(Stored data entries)

* * *

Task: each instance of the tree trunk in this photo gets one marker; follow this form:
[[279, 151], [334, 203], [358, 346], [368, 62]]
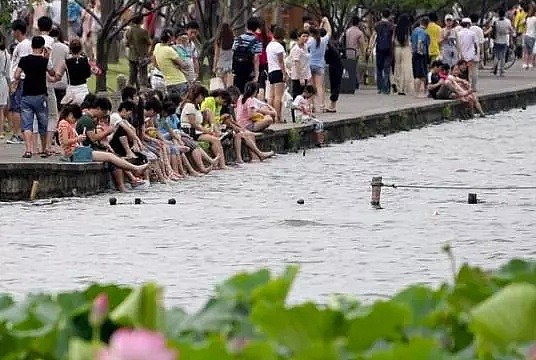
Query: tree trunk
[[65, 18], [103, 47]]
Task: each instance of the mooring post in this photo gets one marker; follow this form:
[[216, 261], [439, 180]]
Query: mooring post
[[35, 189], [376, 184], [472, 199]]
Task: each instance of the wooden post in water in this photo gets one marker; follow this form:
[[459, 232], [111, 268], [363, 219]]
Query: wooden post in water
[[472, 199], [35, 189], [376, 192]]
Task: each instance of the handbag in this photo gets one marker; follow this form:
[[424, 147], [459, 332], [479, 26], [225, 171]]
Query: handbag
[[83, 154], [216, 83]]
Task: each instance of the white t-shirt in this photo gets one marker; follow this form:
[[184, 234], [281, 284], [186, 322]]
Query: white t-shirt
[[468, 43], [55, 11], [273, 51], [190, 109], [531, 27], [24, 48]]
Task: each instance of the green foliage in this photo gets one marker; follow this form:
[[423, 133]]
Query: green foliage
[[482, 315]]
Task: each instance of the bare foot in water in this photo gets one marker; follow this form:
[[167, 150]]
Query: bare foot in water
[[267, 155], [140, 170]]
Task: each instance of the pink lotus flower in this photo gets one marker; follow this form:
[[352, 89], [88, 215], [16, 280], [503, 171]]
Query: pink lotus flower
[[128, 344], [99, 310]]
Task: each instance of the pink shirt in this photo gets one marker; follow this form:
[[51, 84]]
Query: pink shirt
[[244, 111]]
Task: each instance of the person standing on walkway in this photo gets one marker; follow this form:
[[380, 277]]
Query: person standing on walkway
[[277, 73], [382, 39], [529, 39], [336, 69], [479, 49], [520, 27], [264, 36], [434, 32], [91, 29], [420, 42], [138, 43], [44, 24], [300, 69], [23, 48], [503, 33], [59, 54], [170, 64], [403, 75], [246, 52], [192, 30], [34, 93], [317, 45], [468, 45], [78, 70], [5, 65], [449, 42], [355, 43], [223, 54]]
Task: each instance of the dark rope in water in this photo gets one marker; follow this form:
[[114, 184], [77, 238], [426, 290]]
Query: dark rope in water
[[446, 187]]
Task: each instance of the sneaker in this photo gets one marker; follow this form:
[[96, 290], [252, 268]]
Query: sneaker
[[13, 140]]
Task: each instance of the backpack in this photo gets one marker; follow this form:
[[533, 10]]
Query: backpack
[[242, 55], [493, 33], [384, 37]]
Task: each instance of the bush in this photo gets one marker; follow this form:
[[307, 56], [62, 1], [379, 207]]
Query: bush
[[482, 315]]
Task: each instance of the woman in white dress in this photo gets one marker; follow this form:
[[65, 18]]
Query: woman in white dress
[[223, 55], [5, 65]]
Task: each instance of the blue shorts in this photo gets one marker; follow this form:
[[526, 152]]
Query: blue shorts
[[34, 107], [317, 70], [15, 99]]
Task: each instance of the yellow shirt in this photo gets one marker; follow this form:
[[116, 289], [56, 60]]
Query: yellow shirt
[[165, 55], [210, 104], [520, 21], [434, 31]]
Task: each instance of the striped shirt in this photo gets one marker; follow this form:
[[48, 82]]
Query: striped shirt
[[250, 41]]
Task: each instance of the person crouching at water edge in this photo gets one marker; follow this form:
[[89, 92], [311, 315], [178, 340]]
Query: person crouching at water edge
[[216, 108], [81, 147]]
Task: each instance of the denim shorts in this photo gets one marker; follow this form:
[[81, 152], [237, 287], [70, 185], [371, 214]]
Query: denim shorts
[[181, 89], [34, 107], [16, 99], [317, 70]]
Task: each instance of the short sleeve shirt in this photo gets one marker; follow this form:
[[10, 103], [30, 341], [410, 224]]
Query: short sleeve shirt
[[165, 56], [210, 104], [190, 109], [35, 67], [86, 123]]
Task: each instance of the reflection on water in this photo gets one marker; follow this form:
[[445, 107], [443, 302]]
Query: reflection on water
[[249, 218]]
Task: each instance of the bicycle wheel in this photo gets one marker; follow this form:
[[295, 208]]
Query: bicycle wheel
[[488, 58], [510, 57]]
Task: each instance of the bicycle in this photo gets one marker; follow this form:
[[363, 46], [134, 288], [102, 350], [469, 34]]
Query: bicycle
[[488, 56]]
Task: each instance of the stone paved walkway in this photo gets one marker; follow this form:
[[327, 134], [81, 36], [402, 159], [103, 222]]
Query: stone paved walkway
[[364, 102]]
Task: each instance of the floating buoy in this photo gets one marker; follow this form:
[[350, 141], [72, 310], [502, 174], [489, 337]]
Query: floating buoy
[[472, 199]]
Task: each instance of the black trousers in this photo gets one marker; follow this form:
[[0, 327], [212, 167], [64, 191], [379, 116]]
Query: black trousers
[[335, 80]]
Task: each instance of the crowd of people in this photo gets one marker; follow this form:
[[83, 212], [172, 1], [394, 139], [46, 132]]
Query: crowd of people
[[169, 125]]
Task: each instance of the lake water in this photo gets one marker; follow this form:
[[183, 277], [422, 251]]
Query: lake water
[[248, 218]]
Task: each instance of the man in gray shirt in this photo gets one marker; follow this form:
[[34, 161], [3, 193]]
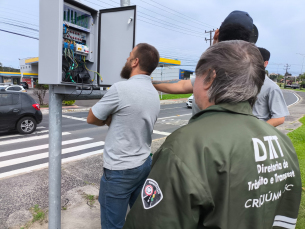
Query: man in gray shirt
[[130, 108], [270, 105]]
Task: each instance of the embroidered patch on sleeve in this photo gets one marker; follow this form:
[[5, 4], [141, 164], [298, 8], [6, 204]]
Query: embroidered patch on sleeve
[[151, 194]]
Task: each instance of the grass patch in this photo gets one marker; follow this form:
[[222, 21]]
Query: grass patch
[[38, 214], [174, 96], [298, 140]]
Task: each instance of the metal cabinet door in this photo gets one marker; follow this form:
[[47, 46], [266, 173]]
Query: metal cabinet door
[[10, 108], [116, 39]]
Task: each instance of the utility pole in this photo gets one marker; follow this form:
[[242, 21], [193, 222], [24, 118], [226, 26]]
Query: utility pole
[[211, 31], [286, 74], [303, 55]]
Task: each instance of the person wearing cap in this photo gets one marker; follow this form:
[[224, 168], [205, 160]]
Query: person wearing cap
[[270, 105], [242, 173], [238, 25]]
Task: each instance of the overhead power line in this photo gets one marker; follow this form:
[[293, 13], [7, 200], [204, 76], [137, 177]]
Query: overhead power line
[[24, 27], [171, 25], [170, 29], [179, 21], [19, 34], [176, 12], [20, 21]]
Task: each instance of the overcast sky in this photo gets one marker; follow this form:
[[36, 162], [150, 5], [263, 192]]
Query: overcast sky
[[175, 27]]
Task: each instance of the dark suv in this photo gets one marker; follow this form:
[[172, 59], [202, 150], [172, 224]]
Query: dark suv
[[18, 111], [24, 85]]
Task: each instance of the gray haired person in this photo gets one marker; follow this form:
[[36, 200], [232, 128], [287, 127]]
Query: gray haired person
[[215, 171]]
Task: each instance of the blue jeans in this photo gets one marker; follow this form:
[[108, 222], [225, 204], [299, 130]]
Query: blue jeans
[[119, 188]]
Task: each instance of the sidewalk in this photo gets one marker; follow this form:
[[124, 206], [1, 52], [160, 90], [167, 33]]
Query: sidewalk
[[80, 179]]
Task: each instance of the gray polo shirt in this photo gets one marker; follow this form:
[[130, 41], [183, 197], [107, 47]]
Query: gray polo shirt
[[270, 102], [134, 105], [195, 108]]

* * *

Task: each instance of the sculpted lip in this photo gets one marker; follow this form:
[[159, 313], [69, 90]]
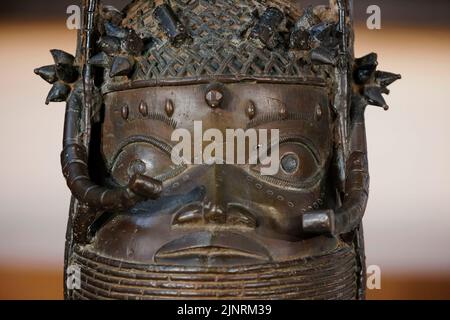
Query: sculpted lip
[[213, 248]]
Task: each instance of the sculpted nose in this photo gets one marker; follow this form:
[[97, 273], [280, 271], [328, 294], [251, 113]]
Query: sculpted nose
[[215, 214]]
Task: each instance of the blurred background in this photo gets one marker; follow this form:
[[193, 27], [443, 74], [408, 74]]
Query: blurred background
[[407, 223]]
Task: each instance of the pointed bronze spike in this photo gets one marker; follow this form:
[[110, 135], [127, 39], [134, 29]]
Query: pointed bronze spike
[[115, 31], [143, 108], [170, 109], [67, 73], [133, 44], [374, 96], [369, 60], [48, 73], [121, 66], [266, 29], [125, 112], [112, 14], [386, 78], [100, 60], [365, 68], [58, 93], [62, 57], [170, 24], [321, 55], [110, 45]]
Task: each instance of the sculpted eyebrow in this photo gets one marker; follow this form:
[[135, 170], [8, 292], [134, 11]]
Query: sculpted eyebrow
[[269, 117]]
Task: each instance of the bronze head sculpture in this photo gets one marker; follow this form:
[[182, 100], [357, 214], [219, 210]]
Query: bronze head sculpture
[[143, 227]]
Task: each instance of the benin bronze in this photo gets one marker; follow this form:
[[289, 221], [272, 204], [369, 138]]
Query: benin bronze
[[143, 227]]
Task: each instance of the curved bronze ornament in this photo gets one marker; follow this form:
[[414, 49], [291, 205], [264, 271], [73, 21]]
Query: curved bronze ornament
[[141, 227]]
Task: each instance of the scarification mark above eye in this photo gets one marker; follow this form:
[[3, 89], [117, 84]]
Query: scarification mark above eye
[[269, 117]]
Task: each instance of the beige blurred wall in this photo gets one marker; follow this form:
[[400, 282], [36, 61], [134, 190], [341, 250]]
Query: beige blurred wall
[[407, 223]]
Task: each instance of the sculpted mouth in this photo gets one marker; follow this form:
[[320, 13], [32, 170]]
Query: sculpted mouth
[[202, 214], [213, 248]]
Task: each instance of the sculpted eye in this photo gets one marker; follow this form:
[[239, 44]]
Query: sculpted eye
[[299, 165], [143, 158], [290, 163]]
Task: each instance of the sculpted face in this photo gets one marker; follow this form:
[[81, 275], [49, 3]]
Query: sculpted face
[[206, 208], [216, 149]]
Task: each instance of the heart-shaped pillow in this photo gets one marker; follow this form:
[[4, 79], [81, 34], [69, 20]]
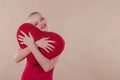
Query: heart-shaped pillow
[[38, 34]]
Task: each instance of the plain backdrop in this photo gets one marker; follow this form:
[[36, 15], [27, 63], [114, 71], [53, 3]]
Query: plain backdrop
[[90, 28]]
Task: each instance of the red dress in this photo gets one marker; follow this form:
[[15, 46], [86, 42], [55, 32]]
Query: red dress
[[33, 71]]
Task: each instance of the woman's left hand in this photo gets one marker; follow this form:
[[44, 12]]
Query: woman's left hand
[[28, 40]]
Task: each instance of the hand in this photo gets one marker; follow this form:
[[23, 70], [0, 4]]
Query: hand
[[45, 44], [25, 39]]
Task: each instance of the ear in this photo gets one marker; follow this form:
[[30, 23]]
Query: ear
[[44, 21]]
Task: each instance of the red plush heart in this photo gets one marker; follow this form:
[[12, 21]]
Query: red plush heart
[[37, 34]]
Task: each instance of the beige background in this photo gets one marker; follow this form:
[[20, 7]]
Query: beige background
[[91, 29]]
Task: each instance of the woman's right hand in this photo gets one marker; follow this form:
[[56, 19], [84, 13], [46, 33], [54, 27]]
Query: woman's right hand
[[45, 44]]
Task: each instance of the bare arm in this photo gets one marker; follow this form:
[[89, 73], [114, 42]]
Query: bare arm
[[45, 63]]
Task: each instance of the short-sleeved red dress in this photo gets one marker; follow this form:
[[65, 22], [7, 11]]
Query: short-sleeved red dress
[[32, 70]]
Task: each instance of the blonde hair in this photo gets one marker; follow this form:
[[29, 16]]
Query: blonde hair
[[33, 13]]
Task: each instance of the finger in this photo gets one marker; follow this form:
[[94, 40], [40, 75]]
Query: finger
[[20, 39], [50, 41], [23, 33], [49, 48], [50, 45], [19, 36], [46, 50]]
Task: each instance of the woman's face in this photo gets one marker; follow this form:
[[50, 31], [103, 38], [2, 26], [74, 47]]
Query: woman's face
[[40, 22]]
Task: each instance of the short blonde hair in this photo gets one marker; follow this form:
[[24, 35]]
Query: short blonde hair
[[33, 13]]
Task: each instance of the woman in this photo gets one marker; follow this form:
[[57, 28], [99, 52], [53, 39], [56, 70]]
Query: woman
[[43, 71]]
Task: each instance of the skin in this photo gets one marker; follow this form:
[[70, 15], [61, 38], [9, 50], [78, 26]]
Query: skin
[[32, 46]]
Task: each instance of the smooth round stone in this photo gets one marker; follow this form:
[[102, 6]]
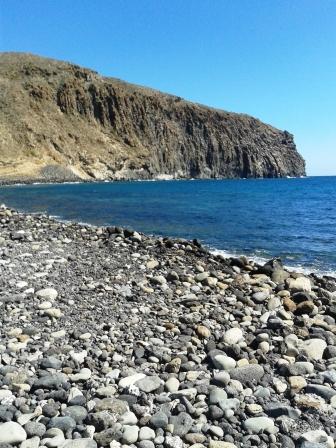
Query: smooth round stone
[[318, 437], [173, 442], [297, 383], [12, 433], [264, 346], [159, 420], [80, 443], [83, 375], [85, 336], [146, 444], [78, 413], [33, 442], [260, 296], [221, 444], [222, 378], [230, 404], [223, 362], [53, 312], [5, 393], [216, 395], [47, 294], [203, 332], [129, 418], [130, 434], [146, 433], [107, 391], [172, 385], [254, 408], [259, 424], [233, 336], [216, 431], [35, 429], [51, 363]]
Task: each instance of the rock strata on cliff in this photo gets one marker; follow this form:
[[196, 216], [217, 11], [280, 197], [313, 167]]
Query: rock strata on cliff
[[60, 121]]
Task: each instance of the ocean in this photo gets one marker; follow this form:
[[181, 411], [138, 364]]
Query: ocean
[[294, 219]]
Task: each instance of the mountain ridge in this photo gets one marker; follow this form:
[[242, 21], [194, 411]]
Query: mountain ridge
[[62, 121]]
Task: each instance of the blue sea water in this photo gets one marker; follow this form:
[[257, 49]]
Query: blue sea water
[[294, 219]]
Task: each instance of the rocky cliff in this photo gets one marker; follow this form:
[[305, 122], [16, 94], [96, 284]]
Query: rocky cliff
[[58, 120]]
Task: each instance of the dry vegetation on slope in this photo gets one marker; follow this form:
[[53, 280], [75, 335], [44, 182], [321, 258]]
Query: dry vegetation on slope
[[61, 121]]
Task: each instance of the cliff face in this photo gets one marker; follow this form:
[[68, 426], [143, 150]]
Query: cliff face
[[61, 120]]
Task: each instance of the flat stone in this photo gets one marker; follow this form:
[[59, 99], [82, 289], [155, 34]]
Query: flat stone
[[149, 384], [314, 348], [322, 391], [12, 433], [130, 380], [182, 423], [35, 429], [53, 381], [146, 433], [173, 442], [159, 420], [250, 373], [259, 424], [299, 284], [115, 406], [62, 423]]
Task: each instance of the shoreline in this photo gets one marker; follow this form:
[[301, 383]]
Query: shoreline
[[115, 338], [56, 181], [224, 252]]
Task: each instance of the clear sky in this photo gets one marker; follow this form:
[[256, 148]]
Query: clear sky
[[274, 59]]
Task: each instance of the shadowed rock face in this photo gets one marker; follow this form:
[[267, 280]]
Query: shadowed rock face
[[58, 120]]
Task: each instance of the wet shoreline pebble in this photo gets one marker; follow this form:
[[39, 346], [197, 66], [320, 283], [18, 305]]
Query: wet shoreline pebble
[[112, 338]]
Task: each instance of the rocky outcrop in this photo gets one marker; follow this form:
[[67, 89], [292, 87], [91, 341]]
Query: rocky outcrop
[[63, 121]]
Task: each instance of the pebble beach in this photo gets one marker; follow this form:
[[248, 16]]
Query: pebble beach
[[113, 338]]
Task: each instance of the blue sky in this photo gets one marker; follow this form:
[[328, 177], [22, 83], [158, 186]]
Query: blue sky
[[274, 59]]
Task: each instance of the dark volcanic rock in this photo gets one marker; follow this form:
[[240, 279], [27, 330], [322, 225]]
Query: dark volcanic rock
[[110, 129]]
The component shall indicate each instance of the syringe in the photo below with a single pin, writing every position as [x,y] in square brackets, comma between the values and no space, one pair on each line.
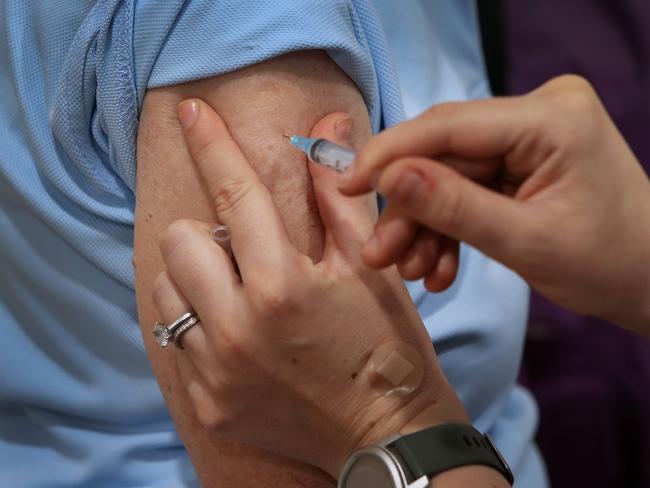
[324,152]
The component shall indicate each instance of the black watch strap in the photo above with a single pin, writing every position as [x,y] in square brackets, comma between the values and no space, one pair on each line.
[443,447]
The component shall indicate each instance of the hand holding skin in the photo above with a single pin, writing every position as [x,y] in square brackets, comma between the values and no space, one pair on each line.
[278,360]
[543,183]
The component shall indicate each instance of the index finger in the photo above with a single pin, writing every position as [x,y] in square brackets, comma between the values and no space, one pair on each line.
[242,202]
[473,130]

* * *

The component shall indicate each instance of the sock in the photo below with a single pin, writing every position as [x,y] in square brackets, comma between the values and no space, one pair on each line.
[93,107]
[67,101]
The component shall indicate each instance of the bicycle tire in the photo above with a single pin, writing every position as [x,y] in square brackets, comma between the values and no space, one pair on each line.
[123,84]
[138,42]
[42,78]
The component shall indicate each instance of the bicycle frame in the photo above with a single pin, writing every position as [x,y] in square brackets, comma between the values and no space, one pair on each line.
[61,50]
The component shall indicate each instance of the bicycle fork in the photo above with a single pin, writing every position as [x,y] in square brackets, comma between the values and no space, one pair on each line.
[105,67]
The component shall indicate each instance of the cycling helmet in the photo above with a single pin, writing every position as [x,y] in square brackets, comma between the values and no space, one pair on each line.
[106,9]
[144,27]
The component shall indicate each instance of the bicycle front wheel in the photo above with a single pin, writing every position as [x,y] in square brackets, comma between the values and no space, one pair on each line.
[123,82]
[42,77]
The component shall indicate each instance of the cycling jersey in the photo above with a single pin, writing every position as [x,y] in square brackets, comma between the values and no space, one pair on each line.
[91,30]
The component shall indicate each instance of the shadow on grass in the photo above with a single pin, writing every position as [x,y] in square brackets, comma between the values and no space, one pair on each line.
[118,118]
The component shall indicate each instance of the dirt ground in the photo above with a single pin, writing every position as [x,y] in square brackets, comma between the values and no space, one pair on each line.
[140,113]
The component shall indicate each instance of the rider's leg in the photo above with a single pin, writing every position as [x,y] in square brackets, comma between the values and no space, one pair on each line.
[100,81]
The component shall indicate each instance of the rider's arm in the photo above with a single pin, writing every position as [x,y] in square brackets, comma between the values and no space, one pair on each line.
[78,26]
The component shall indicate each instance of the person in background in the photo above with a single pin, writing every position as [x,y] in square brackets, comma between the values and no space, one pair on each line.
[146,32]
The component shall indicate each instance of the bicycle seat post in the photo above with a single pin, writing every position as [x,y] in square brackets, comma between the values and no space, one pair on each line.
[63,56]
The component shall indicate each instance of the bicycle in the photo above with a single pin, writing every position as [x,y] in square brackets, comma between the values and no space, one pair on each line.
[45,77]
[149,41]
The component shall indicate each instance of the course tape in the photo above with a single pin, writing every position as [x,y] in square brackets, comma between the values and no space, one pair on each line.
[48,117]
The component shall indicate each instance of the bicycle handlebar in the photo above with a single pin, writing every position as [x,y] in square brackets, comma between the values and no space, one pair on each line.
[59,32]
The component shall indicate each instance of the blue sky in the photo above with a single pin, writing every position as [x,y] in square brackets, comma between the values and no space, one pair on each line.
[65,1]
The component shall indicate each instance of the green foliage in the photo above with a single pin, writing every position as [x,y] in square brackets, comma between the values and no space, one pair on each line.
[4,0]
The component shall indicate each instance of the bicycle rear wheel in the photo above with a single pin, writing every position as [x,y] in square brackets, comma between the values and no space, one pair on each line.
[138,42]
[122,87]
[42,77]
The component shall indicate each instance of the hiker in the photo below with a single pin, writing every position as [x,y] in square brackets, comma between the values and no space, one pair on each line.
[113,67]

* * *

**What needs to be done:** Transcribe, word for word, the stretch of lines in the data above from the one with "Task: each instance of the tree" through the one with "[[216, 261], [439, 180]]"; omit all pictures.

**Response:**
Task: each instance of the tree trunk in this photo gets one marker; follow this form:
[[279, 151], [334, 203], [358, 346], [368, 62]]
Query: tree trunk
[[65, 18], [103, 47]]
Task: each instance of the mooring post in this photo gets one marker; follow this form:
[[216, 261], [439, 180]]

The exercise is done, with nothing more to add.